**Texte proposé:**
20      Toutefois, il convient de relever que la répartition des honoraires pour les diverses prestations fournies, le nombre d’heures allouées à chacune des prestations et le taux horaire retenu pour leur accomplissement n’ont fait l’objet d’aucun décompte détaillé par BNP Paribas dans sa demande de taxation des dépens. Dès lors, il y a lieu de constater que l’ampleur du travail que la procédure dans l’affaire au principal a engendré pour les avocats de l’intervenante n’est pas justifiée de manière détaillée.

21      L’absence de production des factures ou d’autres documents attestant le paiement effectif des honoraires et des frais d’avocats exposés ne fait pas d’obstacle à la fixation par le Tribunal, sur la base d’une appréciation équitable, du montant des dépens récupérables [voir ordonnance du 23 novembre 2022, Dr. Spiller/EUIPO – Rausch (Alpenrausch Dr. Spiller), T‑6/20 DEP, non publiée, EU:T:2022:751, point 27 et jurisprudence citée].

22      À cet égard, il convient de relever que la participation effective de l’intervenante à la procédure devant le Tribunal s’est limitée, en l’absence de tenue d’une audience, à la production d’un mémoire de seize pages, hors annexes.

**Informations fournies:**
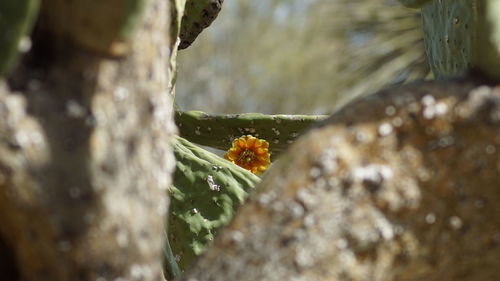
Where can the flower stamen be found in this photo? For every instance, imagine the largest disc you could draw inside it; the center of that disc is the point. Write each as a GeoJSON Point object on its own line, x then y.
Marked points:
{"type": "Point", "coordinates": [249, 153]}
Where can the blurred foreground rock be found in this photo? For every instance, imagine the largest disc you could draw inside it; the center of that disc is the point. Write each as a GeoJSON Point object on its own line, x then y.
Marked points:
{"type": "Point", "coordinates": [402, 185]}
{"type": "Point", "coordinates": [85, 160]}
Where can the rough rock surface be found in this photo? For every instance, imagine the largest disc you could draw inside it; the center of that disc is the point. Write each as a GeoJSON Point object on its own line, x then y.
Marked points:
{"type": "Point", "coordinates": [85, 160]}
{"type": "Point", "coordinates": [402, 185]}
--
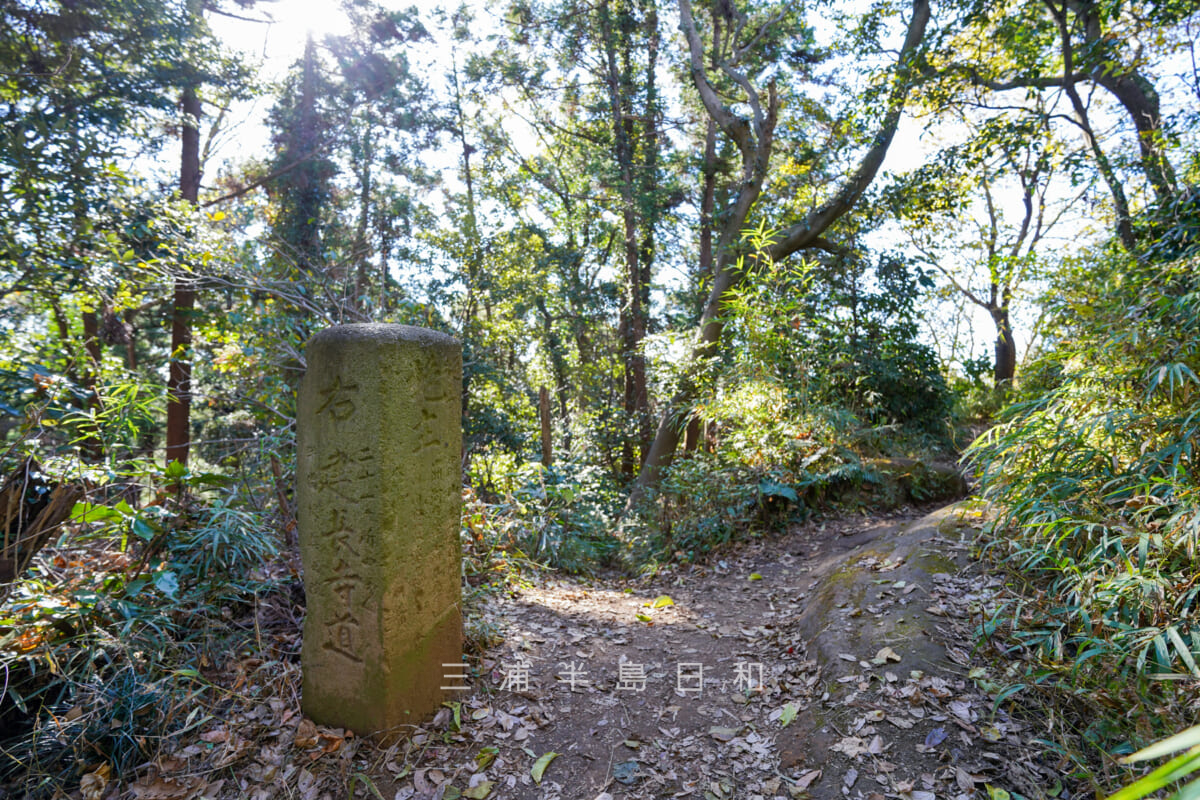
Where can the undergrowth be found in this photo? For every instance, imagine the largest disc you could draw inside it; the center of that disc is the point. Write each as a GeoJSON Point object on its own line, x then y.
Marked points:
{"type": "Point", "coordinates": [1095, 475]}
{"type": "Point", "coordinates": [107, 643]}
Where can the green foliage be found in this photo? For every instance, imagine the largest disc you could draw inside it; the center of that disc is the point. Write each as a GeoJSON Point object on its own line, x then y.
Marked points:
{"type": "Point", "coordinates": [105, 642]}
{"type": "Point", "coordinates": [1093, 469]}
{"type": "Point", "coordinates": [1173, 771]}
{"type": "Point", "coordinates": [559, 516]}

**Détails de l'exercice:**
Reproduisez mot pour mot le passage de l'extrait sur la taxation des dépens qui va de « 22      À cet égard, il » à « pages, hors annexes. », ces deux bornes comprises. Le matériel fourni n'est d'aucune utilité pour ce travail.

**Réponse complète:**
22      À cet égard, il convient de relever que la participation effective de l’intervenante à la procédure devant le Tribunal s’est limitée, en l’absence de tenue d’une audience, à la production d’un mémoire de seize pages, hors annexes.